== Exercise brief ==
Skip every line before the one containing "indicate the handrail, one dot per instance", then copy that line and the rest of the entries below exactly, through the last line.

== Items from a data source ==
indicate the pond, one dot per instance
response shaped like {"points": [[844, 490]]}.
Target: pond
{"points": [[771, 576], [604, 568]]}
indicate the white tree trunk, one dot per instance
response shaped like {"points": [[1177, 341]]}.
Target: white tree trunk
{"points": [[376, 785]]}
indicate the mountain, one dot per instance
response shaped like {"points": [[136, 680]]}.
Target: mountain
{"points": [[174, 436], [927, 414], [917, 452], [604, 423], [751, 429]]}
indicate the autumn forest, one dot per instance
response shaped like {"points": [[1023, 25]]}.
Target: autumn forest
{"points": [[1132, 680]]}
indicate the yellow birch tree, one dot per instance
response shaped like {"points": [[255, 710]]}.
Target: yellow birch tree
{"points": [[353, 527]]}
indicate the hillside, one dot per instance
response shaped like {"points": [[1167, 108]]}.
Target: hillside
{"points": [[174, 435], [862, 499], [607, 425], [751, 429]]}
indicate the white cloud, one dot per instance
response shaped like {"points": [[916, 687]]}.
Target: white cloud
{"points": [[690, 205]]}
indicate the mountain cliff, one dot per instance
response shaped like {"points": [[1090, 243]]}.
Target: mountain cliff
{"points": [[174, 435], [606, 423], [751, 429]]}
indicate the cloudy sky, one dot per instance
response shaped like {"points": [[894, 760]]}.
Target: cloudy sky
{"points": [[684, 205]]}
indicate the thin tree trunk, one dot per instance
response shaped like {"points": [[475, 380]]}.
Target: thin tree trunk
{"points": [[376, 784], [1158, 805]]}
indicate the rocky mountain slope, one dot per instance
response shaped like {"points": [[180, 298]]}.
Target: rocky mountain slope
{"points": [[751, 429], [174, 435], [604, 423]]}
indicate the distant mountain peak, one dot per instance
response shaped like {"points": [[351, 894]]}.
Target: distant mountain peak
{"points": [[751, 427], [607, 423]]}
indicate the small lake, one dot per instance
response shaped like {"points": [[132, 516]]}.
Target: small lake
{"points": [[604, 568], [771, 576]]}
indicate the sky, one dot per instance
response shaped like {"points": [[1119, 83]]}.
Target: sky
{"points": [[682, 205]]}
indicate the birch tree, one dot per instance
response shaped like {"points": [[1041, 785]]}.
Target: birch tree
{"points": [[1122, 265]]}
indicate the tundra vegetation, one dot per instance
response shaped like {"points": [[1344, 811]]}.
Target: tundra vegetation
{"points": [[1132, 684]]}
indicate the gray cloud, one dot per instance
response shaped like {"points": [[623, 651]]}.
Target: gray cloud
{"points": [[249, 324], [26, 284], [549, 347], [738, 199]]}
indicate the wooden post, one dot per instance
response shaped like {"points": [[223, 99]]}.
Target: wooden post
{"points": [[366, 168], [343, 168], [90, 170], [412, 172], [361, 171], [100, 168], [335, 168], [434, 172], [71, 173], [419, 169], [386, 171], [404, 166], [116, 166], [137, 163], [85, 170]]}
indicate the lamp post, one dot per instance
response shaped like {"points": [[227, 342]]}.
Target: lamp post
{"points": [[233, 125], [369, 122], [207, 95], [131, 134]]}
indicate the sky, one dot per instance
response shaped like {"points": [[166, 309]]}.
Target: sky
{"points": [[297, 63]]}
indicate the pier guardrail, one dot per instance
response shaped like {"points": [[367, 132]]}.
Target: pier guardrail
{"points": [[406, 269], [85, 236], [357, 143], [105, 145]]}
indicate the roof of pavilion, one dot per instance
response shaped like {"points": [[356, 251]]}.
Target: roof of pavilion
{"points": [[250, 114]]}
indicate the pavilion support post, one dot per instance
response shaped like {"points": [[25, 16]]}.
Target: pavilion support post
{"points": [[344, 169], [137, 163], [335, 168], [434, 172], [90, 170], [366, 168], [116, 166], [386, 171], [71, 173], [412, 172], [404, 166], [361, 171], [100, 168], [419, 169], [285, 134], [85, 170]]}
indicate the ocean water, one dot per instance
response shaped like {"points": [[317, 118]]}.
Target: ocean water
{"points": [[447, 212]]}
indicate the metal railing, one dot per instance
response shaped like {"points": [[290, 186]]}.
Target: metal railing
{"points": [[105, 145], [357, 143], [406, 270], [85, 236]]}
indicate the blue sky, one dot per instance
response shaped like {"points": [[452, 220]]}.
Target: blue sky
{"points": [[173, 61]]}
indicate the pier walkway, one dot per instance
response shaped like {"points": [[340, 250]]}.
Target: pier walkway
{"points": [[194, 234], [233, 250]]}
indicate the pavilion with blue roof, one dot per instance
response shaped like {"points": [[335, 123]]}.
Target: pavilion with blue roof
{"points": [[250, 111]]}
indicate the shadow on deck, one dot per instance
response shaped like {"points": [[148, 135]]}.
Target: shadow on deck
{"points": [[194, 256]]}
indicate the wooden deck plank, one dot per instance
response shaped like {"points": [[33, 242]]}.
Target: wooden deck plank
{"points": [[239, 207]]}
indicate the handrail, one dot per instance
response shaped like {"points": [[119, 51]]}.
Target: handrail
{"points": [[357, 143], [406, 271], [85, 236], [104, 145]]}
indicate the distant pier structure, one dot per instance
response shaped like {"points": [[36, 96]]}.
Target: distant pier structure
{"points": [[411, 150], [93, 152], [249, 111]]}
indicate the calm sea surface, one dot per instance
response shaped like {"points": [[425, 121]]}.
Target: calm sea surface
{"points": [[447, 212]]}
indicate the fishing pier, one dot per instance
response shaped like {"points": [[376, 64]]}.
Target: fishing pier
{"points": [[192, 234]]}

== The result ==
indicate the handrail, one dot per instance
response shaped like {"points": [[119, 51]]}.
Target: handrail
{"points": [[357, 143], [406, 271], [85, 236], [104, 145]]}
indicate the distant pier structure, one dot per instance
response shaped like {"points": [[36, 96]]}.
Target: distant pier structure
{"points": [[411, 150], [93, 152], [249, 111]]}
indicate the calm sea surface, one dot per instance
response shaped like {"points": [[425, 121]]}.
Target: calm sea surface
{"points": [[447, 212]]}
indicate the fishing pier, one dot per instance
response shaped like {"points": [[376, 64]]}.
Target: fishing pier
{"points": [[192, 234]]}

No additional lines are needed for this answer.